## Work to do
Please write out every line of the items below word for word, leaving out the pictures.

## Records excerpted from a collection

-- START --

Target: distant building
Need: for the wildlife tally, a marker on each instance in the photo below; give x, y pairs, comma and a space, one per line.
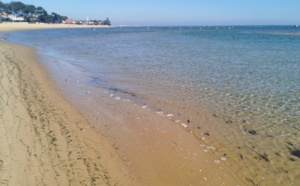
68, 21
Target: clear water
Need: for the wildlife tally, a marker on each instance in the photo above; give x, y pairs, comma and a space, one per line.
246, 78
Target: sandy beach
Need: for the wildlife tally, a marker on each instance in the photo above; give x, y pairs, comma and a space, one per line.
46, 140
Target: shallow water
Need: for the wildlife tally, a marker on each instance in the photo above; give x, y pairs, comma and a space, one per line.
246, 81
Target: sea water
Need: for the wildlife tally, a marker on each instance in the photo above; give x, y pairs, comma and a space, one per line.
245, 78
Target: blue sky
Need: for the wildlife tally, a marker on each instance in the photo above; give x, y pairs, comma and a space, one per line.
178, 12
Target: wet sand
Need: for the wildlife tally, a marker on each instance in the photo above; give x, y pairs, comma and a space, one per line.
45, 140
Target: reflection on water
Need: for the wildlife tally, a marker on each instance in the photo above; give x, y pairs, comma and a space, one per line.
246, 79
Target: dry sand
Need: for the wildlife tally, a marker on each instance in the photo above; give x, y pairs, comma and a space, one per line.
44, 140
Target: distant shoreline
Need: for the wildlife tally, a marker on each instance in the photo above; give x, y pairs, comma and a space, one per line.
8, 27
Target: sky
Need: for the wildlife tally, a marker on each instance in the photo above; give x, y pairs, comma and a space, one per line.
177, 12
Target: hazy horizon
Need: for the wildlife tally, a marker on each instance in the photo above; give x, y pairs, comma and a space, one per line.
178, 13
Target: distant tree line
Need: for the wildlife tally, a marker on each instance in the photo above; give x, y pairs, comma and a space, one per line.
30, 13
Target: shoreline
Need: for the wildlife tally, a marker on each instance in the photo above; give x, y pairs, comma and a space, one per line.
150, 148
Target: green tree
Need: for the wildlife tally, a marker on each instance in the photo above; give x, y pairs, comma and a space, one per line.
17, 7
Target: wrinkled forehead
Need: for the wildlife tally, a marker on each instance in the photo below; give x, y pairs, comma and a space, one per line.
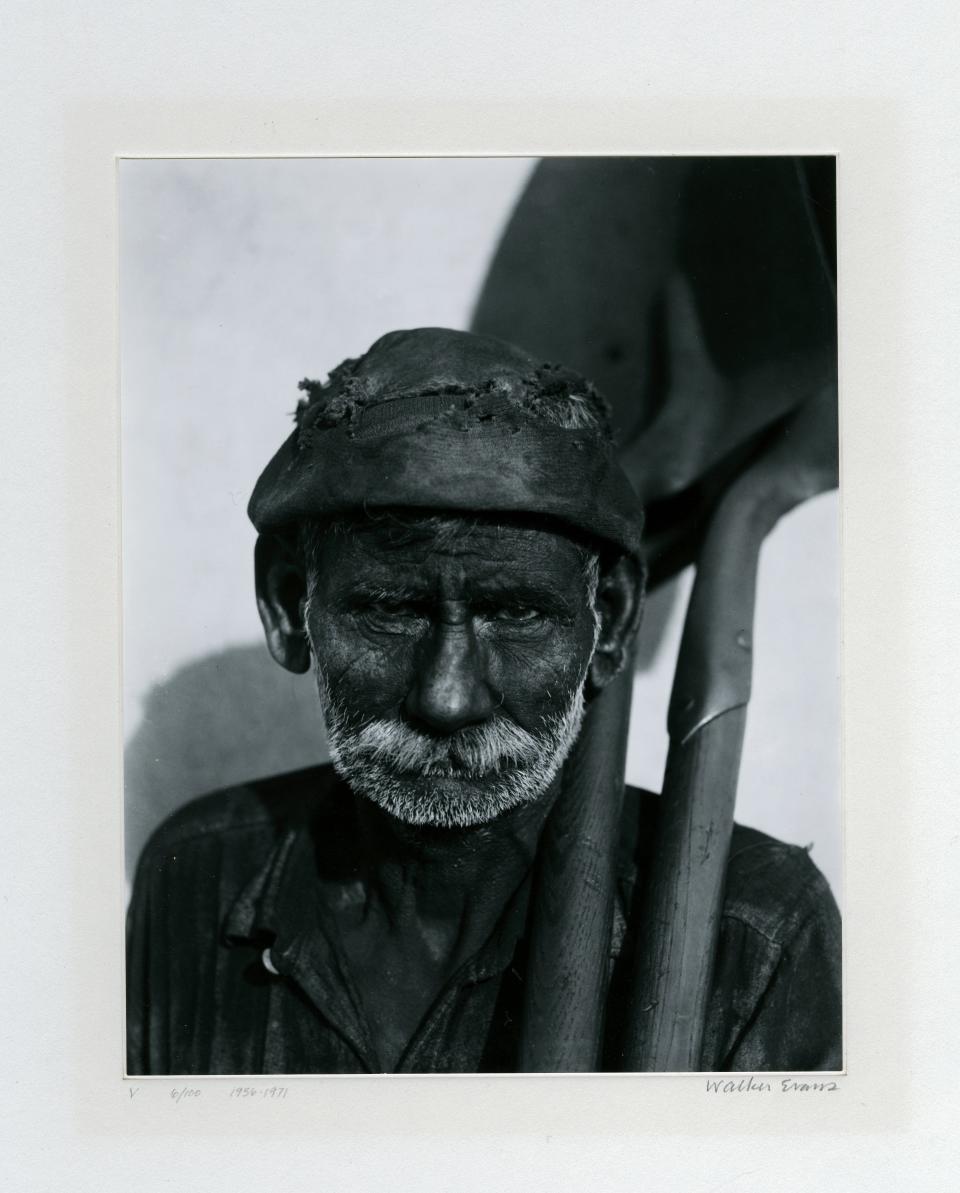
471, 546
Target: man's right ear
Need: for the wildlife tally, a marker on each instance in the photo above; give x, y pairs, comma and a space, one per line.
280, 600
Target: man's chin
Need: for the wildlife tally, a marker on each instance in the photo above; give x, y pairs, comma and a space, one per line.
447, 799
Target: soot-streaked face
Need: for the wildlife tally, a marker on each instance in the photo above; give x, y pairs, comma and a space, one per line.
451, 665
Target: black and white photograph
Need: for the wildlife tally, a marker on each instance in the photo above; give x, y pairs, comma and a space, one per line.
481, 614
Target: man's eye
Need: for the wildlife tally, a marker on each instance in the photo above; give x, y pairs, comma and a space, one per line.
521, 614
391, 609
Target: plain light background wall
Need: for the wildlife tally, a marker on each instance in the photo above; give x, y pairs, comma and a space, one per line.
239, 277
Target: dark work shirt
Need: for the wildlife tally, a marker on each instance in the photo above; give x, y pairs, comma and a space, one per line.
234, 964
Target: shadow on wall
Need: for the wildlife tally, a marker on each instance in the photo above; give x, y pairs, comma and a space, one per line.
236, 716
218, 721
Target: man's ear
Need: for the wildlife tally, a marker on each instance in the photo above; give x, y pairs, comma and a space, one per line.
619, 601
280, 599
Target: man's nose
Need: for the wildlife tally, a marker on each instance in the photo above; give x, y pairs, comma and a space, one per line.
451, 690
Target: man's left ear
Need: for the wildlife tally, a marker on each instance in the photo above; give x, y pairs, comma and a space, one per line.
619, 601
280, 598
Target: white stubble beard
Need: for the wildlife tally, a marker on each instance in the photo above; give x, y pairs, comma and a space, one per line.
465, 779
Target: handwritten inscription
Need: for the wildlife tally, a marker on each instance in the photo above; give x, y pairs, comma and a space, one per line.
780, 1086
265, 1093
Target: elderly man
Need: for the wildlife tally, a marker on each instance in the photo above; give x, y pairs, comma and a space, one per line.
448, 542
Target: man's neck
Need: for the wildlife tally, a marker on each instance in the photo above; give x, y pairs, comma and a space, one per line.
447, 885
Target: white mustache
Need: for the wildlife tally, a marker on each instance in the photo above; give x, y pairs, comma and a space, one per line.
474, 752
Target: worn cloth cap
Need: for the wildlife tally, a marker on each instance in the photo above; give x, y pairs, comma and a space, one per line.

-- END --

## Solution for this problem
Target: distant building
Need: for the wildlife tally, a marker on each instance in the photo below; give x, y pairs, comma and a space, one per line.
68, 21
Target: clear water
Need: for the wildlife tally, a marker on each instance in the photo above; give x, y pairs, comma and a space, one per line.
246, 78
Target: sandy beach
Need: for the wildlife tally, a marker on each instance in the photo above; give x, y pairs, comma and a space, one per line.
46, 140
Target: shallow water
Need: for the wildlife tally, a marker on each instance in the photo above; give x, y pairs, comma and a space, one per line.
246, 81
Target: sea water
Need: for the wildlife tally, a marker on each instance in the photo above; give x, y pairs, comma and a space, one per line.
245, 78
Target: blue sky
Need: for the wildlife tally, a marker on each instance in the photo above; give x, y pairs, comma and a space, one per line.
178, 12
Target: wet sand
Need: for the wildlife tally, a marker on each instance in the photo above; give x, y pairs, comma and a space, one per line.
45, 140
Target: reflection on water
Need: for the wildlife tally, a marker on each instance in the photo above; give x, y pairs, comma and a space, one per line.
246, 79
Target: dry sand
Need: for the wildlife tally, a marker on each instance in the photo above; give x, y pairs, comma and a space, one per line.
44, 140
Target: distant shoreline
Need: for the wildlife tally, a marker on each instance in the photo above; give x, y pairs, comma and a space, one per line.
8, 27
Target: sky
Need: for the wildlife tally, a marker on each instance in the photo above; give x, y pairs, comma and a space, one per line.
177, 12
Target: hazy horizon
Need: for the wildlife tally, a marker on each instance in the photo above; give x, y pairs, comma and a space, one per line.
178, 13
Target: distant tree line
Need: for the wildlife tally, a marker on each instance in the photo above; give x, y pairs, comma and a space, one per line.
30, 13
Target: shoreline
Need: for the wildlife tally, a marker on each instance in the photo above; give x, y pairs, comma and a space, one per line.
150, 148
Target: green tree
Need: for the wildlife tally, a marker on each instance in the photo above; give x, y pairs, comma and a space, one per line.
17, 7
Target: wrinkled forehead
Need: for the wildlife tally, a marker on each instance in the photo below; give x, y pairs, comma and a space, one per line.
471, 546
Target: man's right ear
Need: for the wildlife tally, a marker on each instance in the photo above; give x, y pairs, comma and a space, one per line.
280, 600
Target: man's chin
Need: for the wildlife tally, a marker on each instance in the photo above; give x, y pairs, comma and a space, one per line.
447, 799
Target: soot-streaked face
Need: for the wildlife tally, a marker on each instance in the photo above; give x, y pairs, comma and a space, one per line.
451, 665
Target: black and white photograph
Need: for the wildlife tally, a marker on each instance in the photo above; give x, y pairs, comma and a space, one per line.
481, 614
Target: man's eye
Need: for the wildlife tally, a marker on each instance in the photo above; give x, y pairs, comma and a space, one per line.
521, 614
391, 609
Target: plain light background wall
Need: for the wildlife tally, a marker on each instance in the photo above; give x, y pairs, comma and a space, one per line.
239, 277
Target: dark work shirt
Need: for the wildlife tally, a marker on each instance in the photo above; give x, y pairs, comma and a space, one per line.
234, 964
Target: shadow on wall
Need: for the wildlife tally, a marker on each instance in the photo above; give x, y pairs, comma and a space, one per line.
236, 716
218, 721
Target: man's ear
Need: for the wildlife tally, a marker on each instance in the photo above; give x, y pairs, comma and a space, one per line.
619, 601
280, 599
Target: man's nose
Need: for the wildlife tally, a marker on each instance in the photo above; give x, y pairs, comma and a space, one per line.
451, 690
Target: man's left ear
Need: for the wildlife tally, a marker on each instance in the photo above; give x, y pairs, comma and a space, one per line.
619, 601
280, 598
Target: white stubble beard
Need: for the wildlife tally, a marker on each instance in the photo above; give x, y pairs, comma and a space, one per line.
465, 779
Target: handwritten inscription
Need: for the wildlife tally, a marker on each instance in the photo above; give x, y pairs, comma and a space, one per line.
780, 1086
265, 1093
Target: elderly man
Need: for the wildlife tally, a marker on each instance in the photo above; give x, y pairs, comma and a space, one per line.
448, 542
Target: man's neck
Need: for the wildlife tally, a marker on each instance in the photo above; give x, y pairs, comma and a space, one per line.
447, 885
Target: white mustache
Need: for the wildlife tally, a marker on each instance in the photo above; give x, y pairs, comma and a space, one per line.
474, 752
Target: worn cloth cap
Need: for the wildlife tally, a marker on each instance in the photo above; give x, y pairs, comma and a space, one per line.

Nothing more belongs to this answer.